** START Record set **

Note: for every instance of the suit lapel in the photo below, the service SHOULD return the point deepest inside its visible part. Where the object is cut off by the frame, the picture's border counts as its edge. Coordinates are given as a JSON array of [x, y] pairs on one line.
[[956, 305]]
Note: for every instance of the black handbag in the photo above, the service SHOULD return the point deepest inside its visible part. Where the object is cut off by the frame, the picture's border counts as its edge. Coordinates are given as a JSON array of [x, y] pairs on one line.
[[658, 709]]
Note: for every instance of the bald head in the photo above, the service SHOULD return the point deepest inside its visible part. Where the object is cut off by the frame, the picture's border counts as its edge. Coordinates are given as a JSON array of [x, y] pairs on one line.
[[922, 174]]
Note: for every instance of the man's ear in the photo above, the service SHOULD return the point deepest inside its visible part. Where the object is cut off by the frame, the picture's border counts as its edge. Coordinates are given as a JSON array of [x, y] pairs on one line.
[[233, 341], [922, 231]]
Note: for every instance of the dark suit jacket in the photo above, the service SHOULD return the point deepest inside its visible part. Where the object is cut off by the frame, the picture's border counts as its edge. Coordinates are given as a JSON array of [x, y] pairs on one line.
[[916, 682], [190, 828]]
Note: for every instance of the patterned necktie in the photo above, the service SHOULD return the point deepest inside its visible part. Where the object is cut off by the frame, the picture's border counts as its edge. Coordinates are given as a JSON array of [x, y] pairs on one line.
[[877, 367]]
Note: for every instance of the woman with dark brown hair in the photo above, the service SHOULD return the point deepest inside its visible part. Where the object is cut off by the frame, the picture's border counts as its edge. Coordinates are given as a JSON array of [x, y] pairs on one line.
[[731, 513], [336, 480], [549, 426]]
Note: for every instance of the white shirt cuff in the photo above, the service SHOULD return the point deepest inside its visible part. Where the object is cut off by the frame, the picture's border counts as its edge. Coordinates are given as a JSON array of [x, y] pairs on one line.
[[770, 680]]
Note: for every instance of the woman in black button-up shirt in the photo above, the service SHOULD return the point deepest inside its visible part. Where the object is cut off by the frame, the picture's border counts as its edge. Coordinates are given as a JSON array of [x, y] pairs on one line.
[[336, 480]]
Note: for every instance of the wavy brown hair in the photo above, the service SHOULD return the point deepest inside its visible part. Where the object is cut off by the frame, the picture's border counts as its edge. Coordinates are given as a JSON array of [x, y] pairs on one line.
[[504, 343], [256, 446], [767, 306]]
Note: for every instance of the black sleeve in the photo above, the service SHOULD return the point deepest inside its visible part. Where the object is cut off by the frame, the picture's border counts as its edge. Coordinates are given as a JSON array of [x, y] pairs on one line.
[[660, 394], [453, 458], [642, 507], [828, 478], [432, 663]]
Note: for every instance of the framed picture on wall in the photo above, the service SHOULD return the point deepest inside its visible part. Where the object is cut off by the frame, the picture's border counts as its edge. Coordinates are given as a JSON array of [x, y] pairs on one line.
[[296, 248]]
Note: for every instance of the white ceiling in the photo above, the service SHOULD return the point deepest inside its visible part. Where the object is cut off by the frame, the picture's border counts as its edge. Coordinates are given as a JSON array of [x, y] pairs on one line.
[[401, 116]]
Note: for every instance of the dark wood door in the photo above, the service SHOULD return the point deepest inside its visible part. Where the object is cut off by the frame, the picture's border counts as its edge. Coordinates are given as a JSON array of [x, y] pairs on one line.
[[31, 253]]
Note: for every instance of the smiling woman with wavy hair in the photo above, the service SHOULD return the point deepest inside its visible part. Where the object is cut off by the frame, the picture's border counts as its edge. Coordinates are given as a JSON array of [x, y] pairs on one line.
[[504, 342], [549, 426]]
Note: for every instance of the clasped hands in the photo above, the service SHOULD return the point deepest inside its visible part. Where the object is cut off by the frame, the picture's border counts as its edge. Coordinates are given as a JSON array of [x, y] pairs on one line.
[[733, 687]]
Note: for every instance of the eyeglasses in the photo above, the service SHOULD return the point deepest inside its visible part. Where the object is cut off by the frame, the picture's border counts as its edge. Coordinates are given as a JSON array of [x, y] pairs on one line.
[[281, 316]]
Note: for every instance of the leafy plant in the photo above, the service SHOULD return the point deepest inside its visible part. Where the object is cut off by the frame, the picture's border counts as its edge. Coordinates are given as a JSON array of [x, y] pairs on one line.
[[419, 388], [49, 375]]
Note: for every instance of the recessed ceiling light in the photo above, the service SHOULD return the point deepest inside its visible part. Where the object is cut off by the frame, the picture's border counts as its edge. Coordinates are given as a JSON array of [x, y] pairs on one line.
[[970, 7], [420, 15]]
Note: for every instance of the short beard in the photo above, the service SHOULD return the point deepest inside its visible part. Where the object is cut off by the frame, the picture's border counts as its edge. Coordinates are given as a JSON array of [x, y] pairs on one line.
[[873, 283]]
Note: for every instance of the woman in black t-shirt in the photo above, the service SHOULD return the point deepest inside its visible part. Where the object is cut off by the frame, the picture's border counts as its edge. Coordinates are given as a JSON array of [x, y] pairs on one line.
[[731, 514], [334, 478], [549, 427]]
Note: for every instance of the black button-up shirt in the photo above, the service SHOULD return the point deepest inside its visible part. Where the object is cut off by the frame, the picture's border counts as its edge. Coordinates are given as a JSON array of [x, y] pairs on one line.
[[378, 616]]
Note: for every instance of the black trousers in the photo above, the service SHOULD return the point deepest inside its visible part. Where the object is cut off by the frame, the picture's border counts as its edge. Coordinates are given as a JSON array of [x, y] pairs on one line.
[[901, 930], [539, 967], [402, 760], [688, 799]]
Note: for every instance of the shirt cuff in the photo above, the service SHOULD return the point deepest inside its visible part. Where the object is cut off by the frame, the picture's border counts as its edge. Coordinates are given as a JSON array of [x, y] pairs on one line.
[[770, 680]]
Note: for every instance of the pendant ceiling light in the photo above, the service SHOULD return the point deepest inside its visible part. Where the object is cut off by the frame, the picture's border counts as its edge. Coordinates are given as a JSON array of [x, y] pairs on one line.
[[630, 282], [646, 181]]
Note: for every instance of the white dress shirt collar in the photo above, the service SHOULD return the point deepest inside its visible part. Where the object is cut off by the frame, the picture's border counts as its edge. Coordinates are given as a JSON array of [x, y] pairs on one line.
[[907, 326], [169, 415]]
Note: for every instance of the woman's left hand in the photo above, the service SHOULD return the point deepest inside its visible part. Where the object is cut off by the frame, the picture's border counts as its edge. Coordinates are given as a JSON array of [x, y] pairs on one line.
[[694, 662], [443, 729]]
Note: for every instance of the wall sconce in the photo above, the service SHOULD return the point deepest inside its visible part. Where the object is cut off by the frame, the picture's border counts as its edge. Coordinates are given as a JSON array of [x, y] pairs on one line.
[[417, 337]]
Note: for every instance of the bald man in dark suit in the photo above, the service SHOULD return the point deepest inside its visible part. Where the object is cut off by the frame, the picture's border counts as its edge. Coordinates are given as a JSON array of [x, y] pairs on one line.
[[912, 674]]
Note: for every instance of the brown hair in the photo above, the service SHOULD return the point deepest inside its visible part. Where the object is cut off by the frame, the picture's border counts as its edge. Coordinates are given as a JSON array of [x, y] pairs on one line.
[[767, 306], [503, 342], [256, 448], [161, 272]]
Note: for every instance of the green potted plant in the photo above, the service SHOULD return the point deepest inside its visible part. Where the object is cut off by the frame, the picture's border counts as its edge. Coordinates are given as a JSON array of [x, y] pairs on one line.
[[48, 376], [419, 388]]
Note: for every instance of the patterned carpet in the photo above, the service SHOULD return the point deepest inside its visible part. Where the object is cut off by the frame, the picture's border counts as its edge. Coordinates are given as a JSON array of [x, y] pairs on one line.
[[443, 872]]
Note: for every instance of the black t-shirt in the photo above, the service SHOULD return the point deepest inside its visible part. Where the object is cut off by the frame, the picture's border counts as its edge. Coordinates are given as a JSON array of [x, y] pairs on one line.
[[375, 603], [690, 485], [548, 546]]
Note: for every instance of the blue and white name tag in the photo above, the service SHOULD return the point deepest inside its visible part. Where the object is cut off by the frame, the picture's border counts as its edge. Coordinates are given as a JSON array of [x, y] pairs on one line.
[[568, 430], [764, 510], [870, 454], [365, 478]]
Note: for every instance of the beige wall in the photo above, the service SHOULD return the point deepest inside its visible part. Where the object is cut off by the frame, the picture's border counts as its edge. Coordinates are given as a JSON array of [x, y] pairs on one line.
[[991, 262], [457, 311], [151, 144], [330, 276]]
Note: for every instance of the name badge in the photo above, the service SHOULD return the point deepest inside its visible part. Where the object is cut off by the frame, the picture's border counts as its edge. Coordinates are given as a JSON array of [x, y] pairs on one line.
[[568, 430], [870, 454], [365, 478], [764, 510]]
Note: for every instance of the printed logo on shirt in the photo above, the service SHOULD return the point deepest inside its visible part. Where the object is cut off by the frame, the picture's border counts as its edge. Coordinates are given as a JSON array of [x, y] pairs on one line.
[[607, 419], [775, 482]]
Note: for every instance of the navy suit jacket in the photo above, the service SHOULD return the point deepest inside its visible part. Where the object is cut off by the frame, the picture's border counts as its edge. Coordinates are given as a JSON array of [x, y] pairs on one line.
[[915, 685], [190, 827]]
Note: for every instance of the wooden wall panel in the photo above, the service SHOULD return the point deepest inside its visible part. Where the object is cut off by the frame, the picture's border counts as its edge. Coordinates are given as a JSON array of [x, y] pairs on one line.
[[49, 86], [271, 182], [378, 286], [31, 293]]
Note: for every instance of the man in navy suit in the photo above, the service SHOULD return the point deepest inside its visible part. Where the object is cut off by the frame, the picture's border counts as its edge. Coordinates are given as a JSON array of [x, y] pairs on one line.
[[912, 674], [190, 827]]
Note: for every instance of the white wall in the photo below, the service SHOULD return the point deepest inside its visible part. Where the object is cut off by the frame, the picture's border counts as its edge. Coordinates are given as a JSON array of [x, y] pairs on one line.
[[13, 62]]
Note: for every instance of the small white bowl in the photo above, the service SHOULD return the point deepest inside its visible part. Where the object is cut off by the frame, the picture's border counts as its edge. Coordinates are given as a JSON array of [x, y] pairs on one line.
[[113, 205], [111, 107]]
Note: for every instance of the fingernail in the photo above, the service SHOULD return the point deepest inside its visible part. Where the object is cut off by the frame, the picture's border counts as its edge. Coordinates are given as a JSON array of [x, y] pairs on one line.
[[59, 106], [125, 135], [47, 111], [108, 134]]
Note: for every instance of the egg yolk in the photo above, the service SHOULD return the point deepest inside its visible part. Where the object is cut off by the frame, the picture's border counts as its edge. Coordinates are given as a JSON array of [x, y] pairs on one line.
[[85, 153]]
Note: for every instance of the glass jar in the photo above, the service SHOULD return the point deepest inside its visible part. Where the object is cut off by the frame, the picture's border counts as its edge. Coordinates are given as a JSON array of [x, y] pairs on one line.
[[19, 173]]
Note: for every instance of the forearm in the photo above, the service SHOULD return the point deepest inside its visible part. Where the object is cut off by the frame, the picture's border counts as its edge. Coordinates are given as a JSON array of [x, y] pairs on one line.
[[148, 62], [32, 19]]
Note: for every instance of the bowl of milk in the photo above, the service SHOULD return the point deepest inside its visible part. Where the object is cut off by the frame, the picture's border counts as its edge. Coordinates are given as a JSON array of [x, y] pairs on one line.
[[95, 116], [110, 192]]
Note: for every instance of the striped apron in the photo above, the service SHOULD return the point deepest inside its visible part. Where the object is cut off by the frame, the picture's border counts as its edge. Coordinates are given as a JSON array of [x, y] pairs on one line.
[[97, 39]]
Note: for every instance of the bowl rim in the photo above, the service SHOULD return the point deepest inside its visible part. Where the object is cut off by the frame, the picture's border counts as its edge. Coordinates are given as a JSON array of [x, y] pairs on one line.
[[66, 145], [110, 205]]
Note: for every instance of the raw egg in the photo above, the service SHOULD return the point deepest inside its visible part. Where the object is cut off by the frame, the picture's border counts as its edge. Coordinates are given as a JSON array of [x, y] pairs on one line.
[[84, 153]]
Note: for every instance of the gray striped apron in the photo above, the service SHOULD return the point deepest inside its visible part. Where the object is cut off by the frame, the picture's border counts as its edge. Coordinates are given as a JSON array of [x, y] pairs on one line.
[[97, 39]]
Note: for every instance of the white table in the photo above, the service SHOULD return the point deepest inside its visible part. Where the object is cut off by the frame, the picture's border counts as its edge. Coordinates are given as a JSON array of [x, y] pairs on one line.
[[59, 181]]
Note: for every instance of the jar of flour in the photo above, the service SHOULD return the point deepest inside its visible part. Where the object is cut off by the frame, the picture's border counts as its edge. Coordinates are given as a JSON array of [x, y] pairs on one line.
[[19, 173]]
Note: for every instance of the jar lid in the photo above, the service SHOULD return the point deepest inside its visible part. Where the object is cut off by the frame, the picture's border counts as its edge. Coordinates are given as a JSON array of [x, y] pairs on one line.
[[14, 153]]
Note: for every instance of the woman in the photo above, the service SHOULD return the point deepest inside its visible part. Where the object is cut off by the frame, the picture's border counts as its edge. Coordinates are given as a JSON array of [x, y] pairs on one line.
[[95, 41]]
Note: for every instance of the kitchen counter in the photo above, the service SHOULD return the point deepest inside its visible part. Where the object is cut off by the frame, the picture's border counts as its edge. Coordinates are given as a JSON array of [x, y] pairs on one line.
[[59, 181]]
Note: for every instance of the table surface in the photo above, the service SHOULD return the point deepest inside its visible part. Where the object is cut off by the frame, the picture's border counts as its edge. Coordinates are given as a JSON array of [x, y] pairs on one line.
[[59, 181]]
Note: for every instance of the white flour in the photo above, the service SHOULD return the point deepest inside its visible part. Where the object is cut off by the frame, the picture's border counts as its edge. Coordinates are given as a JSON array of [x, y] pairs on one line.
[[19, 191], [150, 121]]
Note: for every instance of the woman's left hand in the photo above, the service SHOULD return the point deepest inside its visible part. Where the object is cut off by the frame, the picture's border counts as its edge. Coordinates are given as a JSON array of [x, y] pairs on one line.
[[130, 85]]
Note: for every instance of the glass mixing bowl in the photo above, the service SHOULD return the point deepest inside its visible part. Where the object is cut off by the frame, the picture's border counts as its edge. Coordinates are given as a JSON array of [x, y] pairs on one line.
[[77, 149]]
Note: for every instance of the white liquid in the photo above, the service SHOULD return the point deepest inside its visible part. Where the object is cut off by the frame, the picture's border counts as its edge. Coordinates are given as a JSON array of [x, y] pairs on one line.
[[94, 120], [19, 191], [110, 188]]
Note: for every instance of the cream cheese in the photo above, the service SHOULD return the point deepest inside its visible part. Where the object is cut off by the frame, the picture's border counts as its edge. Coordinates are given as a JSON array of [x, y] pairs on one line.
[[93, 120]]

** END Record set **

Rewrite the records from the line with "Note: for every instance of the dark suit" up to and including the line with "[[877, 367]]" as a Markdown table with the columns Row and Line. Number each row and leave out blank lines.

| Row | Line |
|---|---|
| 1 | Note: for every instance of the dark suit jacket in the photo above, the service SHOULD return the point deepest inside its visible part. Where the object is cut off by the frame, the picture's border counts as its edge. Coordinates are given as a JSON array of [x, y] pairs on one line. |
| 2 | [[916, 682], [190, 828]] |
| 3 | Note: for every instance of the patterned necktie in the photo above, the service SHOULD return the point deepest inside its visible part. Where the object is cut off by the frame, the picture's border counts as its edge. Coordinates are given as a JSON array of [x, y] pairs on one line. |
| 4 | [[877, 367]] |